> **Stated exercise**
Pull out everything from the line that contains "on the slide" down to the last of the lines below, both ends included, and reproduce it word for word.

> **Records provided**
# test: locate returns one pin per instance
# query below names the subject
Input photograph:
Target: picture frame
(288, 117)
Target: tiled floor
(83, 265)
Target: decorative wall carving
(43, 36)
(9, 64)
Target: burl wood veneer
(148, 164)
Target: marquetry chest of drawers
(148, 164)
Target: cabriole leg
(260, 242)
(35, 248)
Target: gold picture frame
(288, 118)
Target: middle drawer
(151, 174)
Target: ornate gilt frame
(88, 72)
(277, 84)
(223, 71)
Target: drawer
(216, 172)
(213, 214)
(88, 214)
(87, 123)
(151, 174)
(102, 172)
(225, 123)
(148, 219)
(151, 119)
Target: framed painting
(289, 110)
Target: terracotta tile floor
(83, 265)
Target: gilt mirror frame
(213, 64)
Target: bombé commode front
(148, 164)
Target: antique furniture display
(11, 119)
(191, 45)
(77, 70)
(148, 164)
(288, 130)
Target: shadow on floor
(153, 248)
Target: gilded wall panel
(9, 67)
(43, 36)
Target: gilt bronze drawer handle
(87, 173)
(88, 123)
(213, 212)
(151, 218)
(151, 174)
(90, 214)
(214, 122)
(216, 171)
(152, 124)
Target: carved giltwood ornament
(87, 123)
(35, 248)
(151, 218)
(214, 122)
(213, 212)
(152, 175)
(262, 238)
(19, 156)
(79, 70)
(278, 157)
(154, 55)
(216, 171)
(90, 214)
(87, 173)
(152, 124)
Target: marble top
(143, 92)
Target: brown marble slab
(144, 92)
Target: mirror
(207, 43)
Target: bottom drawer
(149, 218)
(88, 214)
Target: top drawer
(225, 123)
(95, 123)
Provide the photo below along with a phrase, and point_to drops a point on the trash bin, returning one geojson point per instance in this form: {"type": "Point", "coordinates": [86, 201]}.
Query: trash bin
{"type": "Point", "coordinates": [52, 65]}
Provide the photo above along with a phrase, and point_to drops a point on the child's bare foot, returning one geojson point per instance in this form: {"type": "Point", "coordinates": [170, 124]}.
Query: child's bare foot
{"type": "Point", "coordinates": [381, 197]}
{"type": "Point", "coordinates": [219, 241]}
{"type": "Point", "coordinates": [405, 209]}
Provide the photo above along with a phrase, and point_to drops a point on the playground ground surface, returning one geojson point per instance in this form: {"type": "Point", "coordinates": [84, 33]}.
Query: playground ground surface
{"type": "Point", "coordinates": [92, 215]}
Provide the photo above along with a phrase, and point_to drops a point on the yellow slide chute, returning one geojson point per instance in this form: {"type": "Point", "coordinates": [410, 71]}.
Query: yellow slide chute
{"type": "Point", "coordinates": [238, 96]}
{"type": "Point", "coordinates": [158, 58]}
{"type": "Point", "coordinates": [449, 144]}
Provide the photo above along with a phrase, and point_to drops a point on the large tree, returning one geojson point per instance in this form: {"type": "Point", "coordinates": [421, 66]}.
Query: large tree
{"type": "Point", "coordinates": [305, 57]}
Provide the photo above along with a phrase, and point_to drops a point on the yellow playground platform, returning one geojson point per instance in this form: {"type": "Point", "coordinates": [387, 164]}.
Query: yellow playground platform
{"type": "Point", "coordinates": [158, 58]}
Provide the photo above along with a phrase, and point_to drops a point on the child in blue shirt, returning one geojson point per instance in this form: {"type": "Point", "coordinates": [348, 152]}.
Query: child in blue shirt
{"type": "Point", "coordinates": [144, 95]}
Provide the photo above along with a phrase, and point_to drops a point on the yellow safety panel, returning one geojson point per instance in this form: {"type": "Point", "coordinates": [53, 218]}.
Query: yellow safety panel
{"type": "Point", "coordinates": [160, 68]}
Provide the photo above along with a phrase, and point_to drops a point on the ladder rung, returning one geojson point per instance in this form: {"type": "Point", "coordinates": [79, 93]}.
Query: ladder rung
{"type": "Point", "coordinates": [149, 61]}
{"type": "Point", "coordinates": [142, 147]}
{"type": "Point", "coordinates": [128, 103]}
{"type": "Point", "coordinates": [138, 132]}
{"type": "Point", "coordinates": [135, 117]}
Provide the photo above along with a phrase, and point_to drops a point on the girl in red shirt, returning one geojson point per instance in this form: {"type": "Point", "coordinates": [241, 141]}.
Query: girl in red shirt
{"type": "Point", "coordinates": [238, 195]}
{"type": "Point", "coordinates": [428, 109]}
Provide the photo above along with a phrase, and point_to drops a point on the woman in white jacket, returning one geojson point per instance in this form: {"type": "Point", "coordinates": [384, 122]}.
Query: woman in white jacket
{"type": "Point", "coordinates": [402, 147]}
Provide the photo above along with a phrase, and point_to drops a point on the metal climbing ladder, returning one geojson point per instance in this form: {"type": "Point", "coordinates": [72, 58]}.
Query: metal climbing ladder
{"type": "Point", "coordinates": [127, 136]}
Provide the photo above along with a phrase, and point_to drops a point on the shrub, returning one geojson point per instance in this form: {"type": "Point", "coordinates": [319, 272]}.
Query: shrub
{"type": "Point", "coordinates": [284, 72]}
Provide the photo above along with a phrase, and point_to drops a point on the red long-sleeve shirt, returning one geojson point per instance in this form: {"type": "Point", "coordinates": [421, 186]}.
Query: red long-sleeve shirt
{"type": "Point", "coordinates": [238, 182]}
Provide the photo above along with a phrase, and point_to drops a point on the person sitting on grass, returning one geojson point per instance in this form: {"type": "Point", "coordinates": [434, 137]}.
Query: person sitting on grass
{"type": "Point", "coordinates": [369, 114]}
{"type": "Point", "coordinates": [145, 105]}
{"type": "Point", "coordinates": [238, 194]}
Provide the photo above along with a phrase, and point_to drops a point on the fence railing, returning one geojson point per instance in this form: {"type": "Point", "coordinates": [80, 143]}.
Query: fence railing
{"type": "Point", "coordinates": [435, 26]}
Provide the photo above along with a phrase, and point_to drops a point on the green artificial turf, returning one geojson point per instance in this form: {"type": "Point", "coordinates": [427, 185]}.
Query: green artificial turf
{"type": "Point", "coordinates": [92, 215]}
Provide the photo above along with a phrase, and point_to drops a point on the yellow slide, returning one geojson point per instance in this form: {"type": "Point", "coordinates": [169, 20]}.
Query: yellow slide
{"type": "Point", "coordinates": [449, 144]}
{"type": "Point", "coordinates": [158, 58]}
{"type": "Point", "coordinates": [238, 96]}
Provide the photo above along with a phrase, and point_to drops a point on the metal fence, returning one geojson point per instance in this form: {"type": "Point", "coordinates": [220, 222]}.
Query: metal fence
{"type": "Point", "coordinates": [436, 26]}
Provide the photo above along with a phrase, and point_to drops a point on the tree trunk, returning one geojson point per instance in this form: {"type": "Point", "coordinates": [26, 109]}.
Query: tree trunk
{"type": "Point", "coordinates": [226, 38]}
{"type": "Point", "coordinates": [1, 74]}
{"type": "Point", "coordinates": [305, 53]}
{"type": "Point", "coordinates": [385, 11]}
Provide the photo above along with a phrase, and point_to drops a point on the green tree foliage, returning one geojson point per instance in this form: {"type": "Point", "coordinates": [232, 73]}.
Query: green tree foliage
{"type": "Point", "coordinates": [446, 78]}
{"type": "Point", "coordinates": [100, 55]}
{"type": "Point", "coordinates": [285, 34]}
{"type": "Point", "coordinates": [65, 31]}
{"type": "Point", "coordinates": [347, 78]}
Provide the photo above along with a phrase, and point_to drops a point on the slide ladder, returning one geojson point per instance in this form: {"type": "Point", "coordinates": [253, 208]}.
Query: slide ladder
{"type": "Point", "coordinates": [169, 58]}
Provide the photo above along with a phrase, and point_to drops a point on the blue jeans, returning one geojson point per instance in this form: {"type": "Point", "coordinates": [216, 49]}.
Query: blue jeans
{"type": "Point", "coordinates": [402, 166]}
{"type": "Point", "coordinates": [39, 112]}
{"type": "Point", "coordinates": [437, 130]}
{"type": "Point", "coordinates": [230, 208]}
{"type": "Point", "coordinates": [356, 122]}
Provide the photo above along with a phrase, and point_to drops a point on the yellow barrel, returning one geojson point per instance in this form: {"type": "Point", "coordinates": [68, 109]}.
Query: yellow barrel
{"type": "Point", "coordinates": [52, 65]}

> **Result**
Provide the photo above along with a phrase, and point_to drops a point on the slide ladder, returning one geojson point per instance in this form: {"type": "Point", "coordinates": [253, 208]}.
Query: slide ladder
{"type": "Point", "coordinates": [169, 58]}
Provide the photo above along with a phrase, and point_to drops a point on the blue jeans, returning one geojson point per instance in this form: {"type": "Point", "coordinates": [216, 49]}.
Query: blue jeans
{"type": "Point", "coordinates": [402, 166]}
{"type": "Point", "coordinates": [39, 112]}
{"type": "Point", "coordinates": [437, 130]}
{"type": "Point", "coordinates": [230, 208]}
{"type": "Point", "coordinates": [356, 122]}
Provide the photo above along with a phrase, and point_to drops a point on the yellow barrel, returning one geojson point per instance in this form: {"type": "Point", "coordinates": [68, 109]}.
Query: yellow barrel
{"type": "Point", "coordinates": [52, 65]}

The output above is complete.